● Passage given
# Rain. Rain. More Rain. Dry muzzleloader?



## PBH (Nov 7, 2007)

Looks like a lot of rain forecasted this week. I have passed up some deer, and now I'm wondering if I should have taken a shot. It's going to rain the rest of the hunt.

Personally, I love to hunt in the rain. Maybe that's the archery hunter in me coming out, but I like the rain.

I want to get out a couple more times this week, and I know that it's going to be raining. I want to hike in the rain. My question to you all is: How concerned do I need to be about my in-line muzzleloader firing if I've been out hiking in the rain?


----------



## DallanC (Jan 13, 2009)

What type of ignition are you using? what type of projectile?


-DallanC


----------



## PBH (Nov 7, 2007)

209 shotgun primers with pyrodex pellets / powerbelt aero tip


----------



## lunkerhunter2 (Nov 3, 2007)

Put a condom on.


----------



## PBH (Nov 7, 2007)

I usually do, and i already thought about that. But, why use a condom if it isn't necessary? Also, can I shoot my load through the condom?


----------



## GaryFish (Sep 7, 2007)

tape over the barrel.


----------



## lunkerhunter2 (Nov 3, 2007)

PBH said:


> I usually do, and i already thought about that. But, why use a condom if it isn't necessary? Also, can I shoot my load through the condom?


It depends on how powerful your load is. Most people don't have any trouble though. o-||


----------



## luv2fsh&hnt (Sep 22, 2007)

lunkerhunter2 said:


> PBH said:
> 
> 
> > I usually do, and i already thought about that. But, why use a condom if it isn't necessary? Also, can I shoot my load through the condom?

● Raw data
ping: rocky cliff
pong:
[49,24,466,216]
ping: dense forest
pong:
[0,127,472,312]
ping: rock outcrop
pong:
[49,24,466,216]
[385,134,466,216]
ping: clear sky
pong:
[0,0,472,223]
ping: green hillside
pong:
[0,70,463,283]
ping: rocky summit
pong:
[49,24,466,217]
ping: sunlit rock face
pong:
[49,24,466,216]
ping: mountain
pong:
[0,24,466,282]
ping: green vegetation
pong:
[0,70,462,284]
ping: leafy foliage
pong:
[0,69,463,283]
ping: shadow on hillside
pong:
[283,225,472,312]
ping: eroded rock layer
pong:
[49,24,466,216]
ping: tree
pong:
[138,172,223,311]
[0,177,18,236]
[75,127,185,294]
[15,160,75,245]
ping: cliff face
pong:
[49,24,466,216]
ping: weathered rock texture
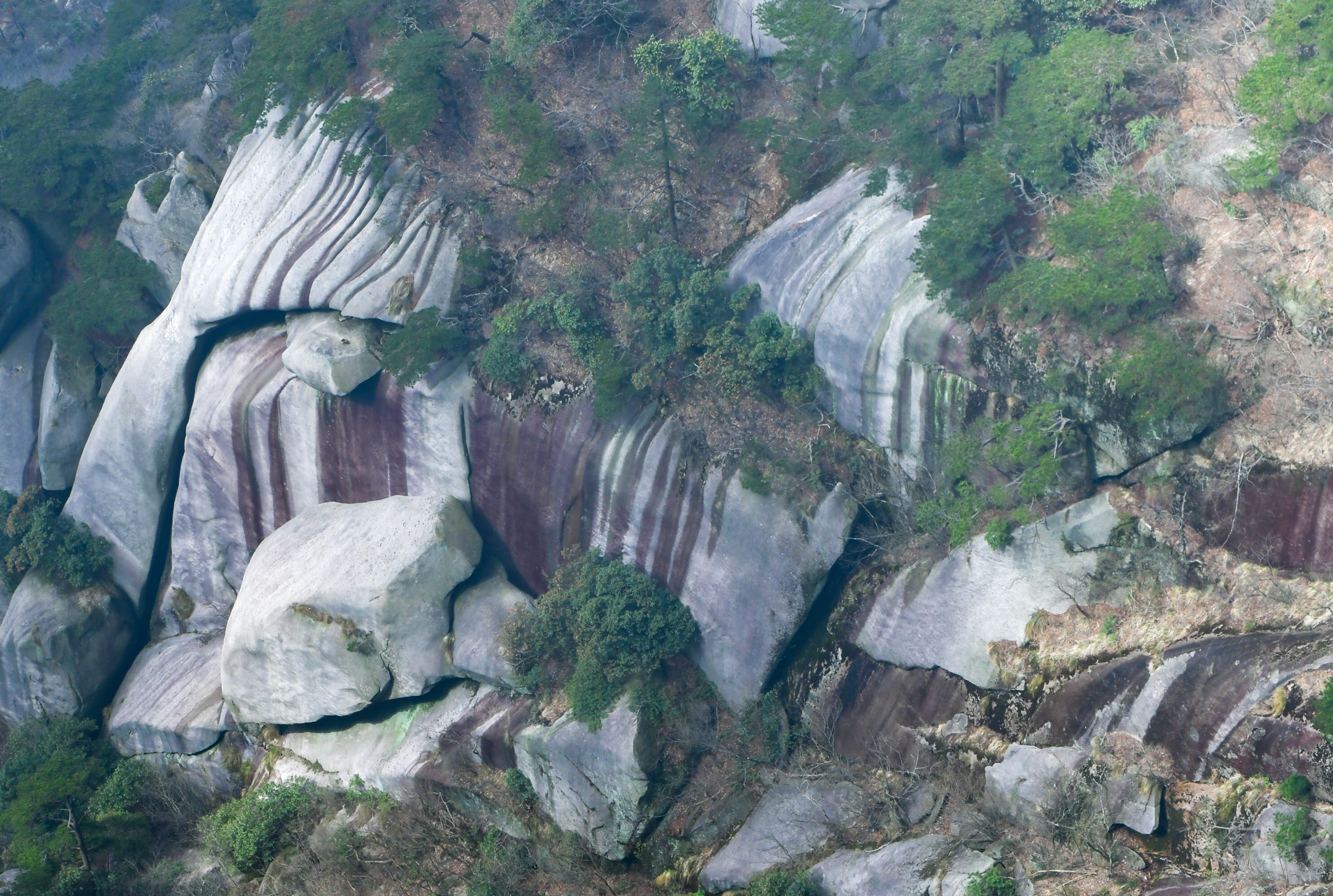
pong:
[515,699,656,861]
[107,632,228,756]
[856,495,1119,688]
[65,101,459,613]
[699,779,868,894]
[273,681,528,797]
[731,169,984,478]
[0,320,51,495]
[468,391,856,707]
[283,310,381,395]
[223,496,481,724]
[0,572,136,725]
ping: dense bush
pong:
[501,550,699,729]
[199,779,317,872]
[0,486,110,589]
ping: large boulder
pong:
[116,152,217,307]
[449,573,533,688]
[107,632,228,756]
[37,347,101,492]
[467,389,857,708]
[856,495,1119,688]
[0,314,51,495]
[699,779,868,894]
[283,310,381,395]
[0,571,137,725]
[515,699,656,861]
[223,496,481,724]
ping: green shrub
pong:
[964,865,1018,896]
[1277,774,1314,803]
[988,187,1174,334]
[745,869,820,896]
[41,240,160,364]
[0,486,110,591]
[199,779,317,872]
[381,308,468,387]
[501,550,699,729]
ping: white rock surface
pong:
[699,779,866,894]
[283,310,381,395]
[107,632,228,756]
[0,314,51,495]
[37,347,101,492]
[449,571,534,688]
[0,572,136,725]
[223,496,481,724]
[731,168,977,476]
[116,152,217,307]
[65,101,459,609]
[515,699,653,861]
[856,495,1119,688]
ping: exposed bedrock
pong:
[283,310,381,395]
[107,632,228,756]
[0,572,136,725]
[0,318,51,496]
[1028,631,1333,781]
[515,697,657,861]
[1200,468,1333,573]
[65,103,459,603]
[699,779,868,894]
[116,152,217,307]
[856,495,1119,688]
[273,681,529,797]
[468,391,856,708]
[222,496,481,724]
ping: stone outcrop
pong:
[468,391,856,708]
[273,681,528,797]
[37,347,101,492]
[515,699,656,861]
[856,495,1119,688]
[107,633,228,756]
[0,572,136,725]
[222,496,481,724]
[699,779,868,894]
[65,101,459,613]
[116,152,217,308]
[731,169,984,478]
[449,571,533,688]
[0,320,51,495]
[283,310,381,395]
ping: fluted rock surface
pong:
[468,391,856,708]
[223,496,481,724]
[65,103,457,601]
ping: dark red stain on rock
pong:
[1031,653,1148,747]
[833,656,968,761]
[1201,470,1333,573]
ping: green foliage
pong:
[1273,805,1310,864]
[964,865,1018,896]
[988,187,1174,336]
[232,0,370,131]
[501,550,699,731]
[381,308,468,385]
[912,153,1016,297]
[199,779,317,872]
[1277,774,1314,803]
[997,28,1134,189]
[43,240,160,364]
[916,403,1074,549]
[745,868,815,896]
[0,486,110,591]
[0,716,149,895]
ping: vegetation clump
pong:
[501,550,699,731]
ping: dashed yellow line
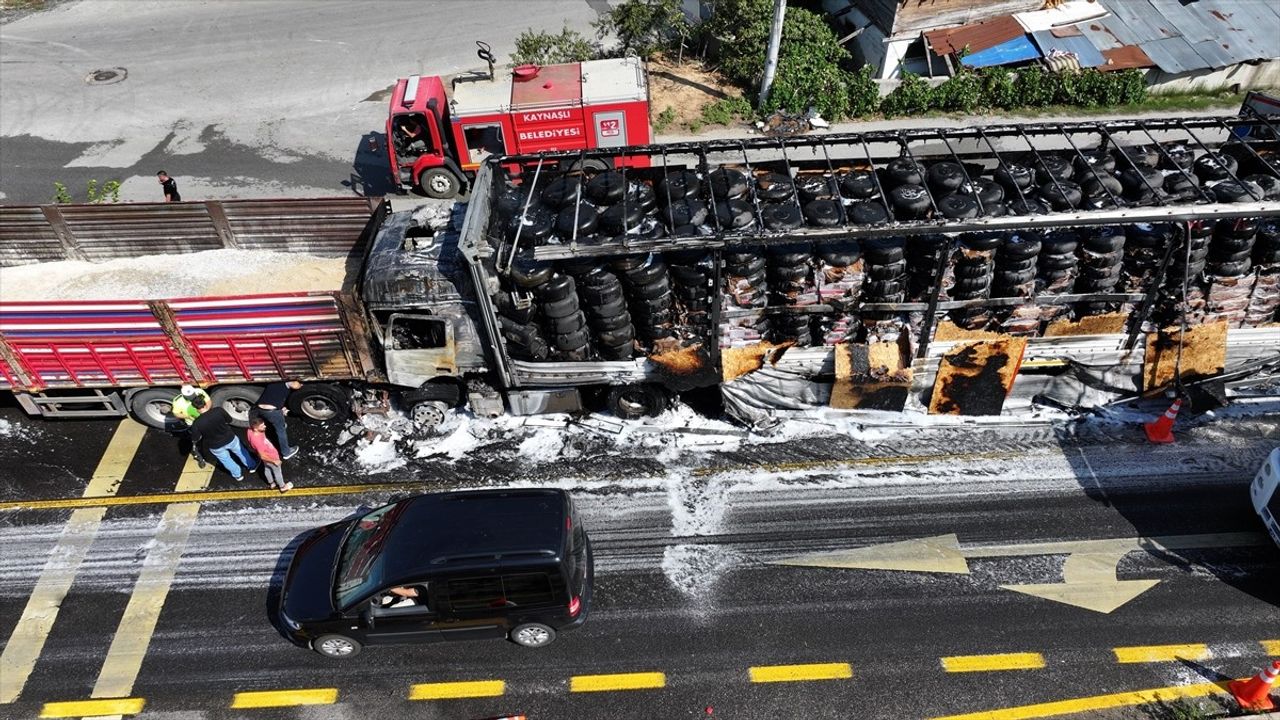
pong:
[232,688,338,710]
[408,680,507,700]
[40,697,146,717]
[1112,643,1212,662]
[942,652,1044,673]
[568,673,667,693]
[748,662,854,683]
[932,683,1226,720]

● Written tasks
1) Name every distinct username that posts in the forum thread about keeping a muzzleloader dry in the rain.
2) Write what comes next in the forum thread about keeping a muzzleloader dry in the rain, starting right after its final line.

● Answers to each task
1) PBH, DallanC, lunkerhunter2, GaryFish, luv2fsh&hnt

2)
> ...


 :shock: :shock: :shock: :shock: :shock: :shock: 
8) 8) 8) 8) 8) 8)


----------



## wirehair (Aug 2, 2010)

I always put a piece of electrical tape over the barrel during storms. One time while I was sighting my rifle in, I tried it a couple times to see how it affects accuracy. No change. The air pressure blows it off and the bullet doesn't touch it. Shouldn't hurt a thing.


----------



## DeadI (Sep 12, 2007)

lunkerhunter2 said:


> PBH said:
> 
> 
> > I usually do, and i already thought about that. But, why use a condom if it isn't necessary? Also, can I shoot my load through the condom?
> ...


 *()* ROTFLMAO


----------



## DeadI (Sep 12, 2007)

lunkerhunter2 said:


> PBH said:
> 
> 
> > I usually do, and i already thought about that. But, why use a condom if it isn't necessary? Also, can I shoot my load through the condom?
> ...


ROTFLMAO


----------



## Bo0YaA (Sep 29, 2008)

I use small water balloons, they are a lot cheaper then condoms lol.


----------



## PBH (Nov 7, 2007)

Bo0YaA said:


> I use small water balloons, they are a lot cheaper then condoms lol.


sure, but what about for your muzzleloader? How do you keep it dry?


----------



## Bo0YaA (Sep 29, 2008)

hahahah nice!! should have seen that one coming lol


----------



## PBH (Nov 7, 2007)

Finger Cot: http://en.wikipedia.org/wiki/Finger_cot

Just go raid your First Aid kit from work!!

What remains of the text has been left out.